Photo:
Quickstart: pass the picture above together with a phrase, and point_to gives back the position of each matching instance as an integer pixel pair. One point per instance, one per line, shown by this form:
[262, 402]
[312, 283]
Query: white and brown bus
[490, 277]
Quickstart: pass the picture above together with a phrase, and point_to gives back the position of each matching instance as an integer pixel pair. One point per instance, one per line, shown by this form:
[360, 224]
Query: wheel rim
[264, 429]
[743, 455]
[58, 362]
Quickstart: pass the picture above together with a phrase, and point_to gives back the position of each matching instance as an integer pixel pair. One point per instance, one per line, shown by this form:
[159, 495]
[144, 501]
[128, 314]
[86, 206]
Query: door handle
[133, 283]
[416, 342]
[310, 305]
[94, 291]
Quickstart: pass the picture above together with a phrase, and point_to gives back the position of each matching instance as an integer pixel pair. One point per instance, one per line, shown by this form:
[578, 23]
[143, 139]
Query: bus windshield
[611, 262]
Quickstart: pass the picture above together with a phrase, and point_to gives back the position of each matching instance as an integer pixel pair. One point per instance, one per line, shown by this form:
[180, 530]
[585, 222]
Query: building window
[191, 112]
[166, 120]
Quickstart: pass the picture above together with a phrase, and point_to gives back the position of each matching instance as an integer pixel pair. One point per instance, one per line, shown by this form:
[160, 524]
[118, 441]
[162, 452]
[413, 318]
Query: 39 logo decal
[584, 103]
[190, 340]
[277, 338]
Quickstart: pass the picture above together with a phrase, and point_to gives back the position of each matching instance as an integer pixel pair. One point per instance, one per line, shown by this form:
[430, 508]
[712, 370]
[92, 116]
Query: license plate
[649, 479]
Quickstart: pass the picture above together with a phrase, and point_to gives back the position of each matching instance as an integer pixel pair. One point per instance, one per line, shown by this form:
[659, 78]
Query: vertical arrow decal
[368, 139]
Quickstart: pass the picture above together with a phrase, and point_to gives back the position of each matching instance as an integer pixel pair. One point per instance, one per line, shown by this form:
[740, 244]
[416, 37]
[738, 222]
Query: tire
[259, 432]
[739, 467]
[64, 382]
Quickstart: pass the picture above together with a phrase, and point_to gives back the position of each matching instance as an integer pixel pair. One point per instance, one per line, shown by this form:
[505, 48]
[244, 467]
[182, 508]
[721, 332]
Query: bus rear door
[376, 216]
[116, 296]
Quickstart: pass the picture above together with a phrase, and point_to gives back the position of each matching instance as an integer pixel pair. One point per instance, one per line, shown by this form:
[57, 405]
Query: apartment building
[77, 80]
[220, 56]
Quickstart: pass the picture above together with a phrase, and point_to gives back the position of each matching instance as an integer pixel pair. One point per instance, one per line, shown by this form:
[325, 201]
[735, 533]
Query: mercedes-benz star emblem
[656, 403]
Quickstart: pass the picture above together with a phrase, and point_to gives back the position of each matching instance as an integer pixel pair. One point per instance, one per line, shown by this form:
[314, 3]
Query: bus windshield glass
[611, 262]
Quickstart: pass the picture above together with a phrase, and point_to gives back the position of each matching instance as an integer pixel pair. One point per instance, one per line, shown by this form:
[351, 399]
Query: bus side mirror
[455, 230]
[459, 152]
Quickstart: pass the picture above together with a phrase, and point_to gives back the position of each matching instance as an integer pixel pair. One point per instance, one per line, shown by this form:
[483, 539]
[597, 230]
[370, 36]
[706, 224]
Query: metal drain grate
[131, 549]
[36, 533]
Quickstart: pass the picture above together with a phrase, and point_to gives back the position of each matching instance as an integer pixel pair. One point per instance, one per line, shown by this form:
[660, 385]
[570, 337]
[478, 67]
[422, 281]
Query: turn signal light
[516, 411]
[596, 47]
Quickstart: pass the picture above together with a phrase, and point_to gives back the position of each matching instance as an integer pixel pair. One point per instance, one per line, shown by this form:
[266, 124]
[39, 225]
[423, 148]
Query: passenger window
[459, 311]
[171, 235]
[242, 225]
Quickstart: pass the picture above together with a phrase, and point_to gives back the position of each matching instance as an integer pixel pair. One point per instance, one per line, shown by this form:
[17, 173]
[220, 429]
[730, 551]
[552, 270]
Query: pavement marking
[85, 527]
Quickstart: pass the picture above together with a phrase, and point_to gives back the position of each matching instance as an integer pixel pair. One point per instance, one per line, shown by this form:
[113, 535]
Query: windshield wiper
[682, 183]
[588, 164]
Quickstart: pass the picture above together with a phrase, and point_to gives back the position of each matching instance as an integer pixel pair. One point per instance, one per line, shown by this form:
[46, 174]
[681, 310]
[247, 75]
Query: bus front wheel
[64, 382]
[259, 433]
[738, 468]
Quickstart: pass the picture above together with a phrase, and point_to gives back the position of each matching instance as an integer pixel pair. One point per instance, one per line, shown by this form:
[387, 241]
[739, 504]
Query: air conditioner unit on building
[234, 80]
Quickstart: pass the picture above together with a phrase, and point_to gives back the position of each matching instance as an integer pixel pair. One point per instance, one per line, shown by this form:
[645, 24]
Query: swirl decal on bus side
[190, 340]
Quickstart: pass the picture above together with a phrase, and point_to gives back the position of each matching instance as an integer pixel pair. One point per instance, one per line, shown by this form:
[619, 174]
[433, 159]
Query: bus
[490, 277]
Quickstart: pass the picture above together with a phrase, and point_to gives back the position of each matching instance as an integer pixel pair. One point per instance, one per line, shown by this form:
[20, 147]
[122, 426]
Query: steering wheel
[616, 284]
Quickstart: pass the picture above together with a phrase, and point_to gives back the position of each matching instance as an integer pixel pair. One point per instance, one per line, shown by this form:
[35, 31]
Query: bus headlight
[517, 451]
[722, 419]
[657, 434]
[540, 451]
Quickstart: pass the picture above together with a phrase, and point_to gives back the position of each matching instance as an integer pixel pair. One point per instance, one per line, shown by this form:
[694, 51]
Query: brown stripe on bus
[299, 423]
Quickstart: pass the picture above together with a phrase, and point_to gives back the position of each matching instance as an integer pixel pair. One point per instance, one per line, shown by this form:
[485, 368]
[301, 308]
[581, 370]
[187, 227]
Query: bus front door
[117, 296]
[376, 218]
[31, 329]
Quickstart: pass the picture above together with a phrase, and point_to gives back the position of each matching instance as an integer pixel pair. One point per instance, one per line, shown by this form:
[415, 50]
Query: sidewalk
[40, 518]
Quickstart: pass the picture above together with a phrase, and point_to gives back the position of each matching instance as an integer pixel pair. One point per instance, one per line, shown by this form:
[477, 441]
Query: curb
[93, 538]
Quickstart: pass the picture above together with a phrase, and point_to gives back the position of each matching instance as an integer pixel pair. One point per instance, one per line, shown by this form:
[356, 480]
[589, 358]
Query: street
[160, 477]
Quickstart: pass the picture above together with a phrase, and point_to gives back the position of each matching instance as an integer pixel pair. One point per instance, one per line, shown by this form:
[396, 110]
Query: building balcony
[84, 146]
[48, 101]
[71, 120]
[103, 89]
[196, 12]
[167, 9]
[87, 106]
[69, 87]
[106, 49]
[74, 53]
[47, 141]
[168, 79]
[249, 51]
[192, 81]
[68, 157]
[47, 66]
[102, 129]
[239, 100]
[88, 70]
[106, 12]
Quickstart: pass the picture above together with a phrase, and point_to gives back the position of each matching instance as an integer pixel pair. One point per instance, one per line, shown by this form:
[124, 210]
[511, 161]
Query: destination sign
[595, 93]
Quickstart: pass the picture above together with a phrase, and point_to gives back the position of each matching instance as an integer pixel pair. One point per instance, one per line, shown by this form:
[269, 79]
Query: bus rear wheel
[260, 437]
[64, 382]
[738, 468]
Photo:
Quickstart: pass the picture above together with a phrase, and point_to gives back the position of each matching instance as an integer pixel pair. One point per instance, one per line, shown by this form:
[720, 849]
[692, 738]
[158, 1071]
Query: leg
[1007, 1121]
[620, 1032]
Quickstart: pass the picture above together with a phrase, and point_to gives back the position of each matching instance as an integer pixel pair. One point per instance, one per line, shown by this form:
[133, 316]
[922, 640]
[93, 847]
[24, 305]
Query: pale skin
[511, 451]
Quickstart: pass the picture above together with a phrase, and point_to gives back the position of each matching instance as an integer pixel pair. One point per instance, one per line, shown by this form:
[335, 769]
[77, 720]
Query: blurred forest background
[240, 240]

_ _ _ _

== How to complete this task ==
Having found the line that contains "Query: pale skin", set down that line and all the rest through the end of the records, exactly.

== Exercise output ==
Query: pale skin
[511, 451]
Quickstart: pass the picture above together with a phrase, and point_to gives back the position of each matching instance as an integer pixel pair. One point per instance, one per line, shown by this form:
[335, 769]
[77, 720]
Query: blurred forest background
[240, 240]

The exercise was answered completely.